***** Records
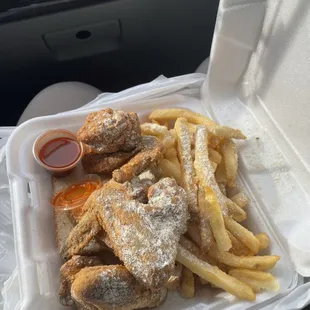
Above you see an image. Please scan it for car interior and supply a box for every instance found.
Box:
[0,0,218,126]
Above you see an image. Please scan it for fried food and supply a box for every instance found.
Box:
[71,265,167,310]
[226,198,247,222]
[175,118,198,217]
[208,246,280,270]
[230,192,249,208]
[180,267,195,298]
[113,136,163,183]
[60,169,157,259]
[194,125,232,251]
[224,216,259,254]
[165,262,183,291]
[222,139,238,187]
[198,186,215,253]
[59,255,102,307]
[77,108,141,154]
[177,246,255,301]
[229,269,280,292]
[149,109,246,139]
[82,145,141,174]
[65,178,188,288]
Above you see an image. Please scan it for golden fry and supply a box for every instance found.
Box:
[227,230,254,256]
[208,246,280,270]
[180,267,195,298]
[229,269,280,292]
[159,158,182,184]
[177,246,255,300]
[198,186,214,253]
[149,108,246,139]
[226,198,247,222]
[140,123,169,138]
[194,125,231,251]
[187,222,201,246]
[230,192,249,208]
[224,216,259,254]
[255,233,270,251]
[165,262,183,291]
[175,118,198,215]
[222,140,238,187]
[215,160,227,186]
[208,147,222,164]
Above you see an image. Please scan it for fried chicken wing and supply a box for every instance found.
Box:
[59,255,102,306]
[113,136,163,183]
[77,108,141,154]
[64,178,189,289]
[82,145,141,173]
[71,265,167,310]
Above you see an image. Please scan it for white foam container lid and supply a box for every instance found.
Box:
[7,0,310,310]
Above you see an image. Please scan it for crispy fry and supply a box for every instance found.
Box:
[161,135,175,150]
[215,160,227,186]
[208,147,222,164]
[165,262,183,291]
[194,125,231,251]
[149,109,246,139]
[255,233,270,251]
[164,147,181,171]
[230,192,249,208]
[140,123,169,138]
[210,161,217,173]
[224,216,259,254]
[198,186,214,253]
[217,183,226,196]
[187,222,201,246]
[179,236,218,266]
[208,246,280,270]
[198,277,209,285]
[222,140,238,187]
[175,118,198,215]
[177,246,255,300]
[227,230,254,256]
[180,267,195,298]
[226,198,247,222]
[158,158,182,184]
[187,122,196,134]
[229,269,280,292]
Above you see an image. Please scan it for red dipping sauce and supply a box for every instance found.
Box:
[39,138,81,168]
[32,129,84,176]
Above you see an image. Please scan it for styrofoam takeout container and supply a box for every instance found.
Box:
[7,0,310,310]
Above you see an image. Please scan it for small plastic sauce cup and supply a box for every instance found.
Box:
[52,174,102,217]
[32,129,84,176]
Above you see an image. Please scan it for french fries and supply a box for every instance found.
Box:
[165,263,183,291]
[229,269,280,292]
[208,147,222,164]
[159,158,182,184]
[226,198,247,222]
[180,267,195,298]
[224,216,259,254]
[175,118,198,215]
[194,125,231,251]
[230,192,249,208]
[208,246,280,270]
[145,109,280,300]
[198,186,214,253]
[149,109,246,139]
[222,139,238,187]
[227,230,254,256]
[177,246,255,301]
[255,233,270,251]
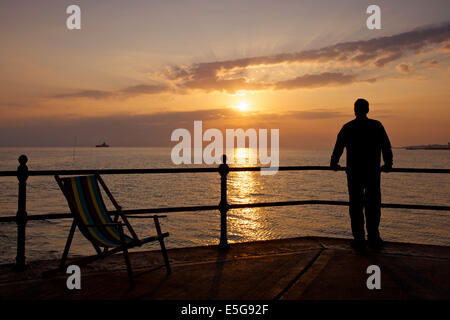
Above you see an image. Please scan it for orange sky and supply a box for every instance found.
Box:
[0,1,450,148]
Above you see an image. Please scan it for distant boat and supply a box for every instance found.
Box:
[405,142,450,150]
[95,142,109,148]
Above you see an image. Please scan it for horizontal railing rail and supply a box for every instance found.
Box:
[0,155,450,270]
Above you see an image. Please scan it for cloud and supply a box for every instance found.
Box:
[276,72,356,89]
[0,108,348,147]
[53,84,170,99]
[165,23,450,92]
[53,90,114,99]
[288,109,348,119]
[51,23,450,99]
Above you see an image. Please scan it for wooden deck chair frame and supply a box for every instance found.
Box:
[55,174,171,288]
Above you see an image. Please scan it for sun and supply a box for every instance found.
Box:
[236,101,248,111]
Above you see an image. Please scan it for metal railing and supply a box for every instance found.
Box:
[0,155,450,271]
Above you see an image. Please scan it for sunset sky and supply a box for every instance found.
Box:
[0,0,450,148]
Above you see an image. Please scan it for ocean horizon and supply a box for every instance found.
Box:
[0,147,450,263]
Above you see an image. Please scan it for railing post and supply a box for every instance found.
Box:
[15,155,28,271]
[219,155,230,249]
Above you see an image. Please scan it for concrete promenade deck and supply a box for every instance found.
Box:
[0,237,450,300]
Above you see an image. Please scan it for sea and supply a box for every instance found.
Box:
[0,147,450,264]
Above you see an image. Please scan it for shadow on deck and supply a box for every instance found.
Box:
[0,237,450,300]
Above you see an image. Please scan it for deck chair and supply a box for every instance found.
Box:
[55,175,170,288]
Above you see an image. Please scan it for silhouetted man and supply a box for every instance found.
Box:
[330,99,392,250]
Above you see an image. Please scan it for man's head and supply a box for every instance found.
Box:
[355,98,369,118]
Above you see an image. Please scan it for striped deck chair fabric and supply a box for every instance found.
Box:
[55,175,171,287]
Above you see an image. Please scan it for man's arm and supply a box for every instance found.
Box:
[381,125,393,170]
[330,128,345,168]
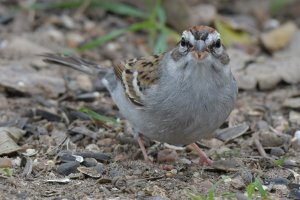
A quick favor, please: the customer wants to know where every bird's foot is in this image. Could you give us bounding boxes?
[137,136,152,163]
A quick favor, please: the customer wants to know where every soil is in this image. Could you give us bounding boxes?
[0,1,300,199]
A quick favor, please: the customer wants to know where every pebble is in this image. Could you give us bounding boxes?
[157,149,178,162]
[0,157,12,168]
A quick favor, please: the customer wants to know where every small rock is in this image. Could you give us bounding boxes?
[85,144,100,152]
[289,110,300,126]
[157,149,178,162]
[45,28,64,42]
[256,120,269,131]
[76,74,93,92]
[56,161,80,175]
[77,165,103,178]
[283,97,300,108]
[270,147,285,157]
[61,15,75,29]
[230,176,246,190]
[0,157,12,168]
[82,158,98,167]
[270,177,291,185]
[66,33,84,48]
[162,165,174,171]
[97,138,114,146]
[22,149,37,157]
[178,158,192,165]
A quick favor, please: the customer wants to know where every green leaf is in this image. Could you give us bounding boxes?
[79,107,118,124]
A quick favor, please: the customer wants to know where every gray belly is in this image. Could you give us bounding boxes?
[107,72,237,144]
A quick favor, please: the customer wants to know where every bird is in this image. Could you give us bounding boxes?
[41,25,238,165]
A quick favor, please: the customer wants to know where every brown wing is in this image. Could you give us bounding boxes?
[114,54,163,106]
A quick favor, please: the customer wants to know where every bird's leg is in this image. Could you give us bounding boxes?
[191,143,213,165]
[137,135,151,162]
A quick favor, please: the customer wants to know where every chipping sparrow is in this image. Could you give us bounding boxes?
[42,26,238,164]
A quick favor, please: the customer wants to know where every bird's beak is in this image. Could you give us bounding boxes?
[193,40,208,60]
[195,40,206,53]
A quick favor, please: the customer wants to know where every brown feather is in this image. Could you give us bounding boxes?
[114,54,164,106]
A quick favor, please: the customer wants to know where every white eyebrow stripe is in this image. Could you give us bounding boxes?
[182,31,196,45]
[205,31,220,46]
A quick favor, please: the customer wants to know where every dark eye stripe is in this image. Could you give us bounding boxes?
[215,39,222,48]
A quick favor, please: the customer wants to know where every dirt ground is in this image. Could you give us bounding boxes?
[0,1,300,200]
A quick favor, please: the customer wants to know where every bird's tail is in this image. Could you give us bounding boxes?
[39,53,107,75]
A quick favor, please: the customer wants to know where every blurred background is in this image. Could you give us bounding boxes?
[0,0,300,199]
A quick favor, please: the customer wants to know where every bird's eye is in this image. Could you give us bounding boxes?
[180,38,188,47]
[215,39,221,48]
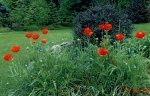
**********
Written instruction: Revise the material from its start through the line with "[0,0,218,126]", replacing "car interior" with "vehicle cabin" and leaving everything else as is. Return only those lines, without the pictures.

Solution:
Above you see an image. Please scan it for vehicle cabin and supply a box for every instance found.
Box:
[0,0,218,126]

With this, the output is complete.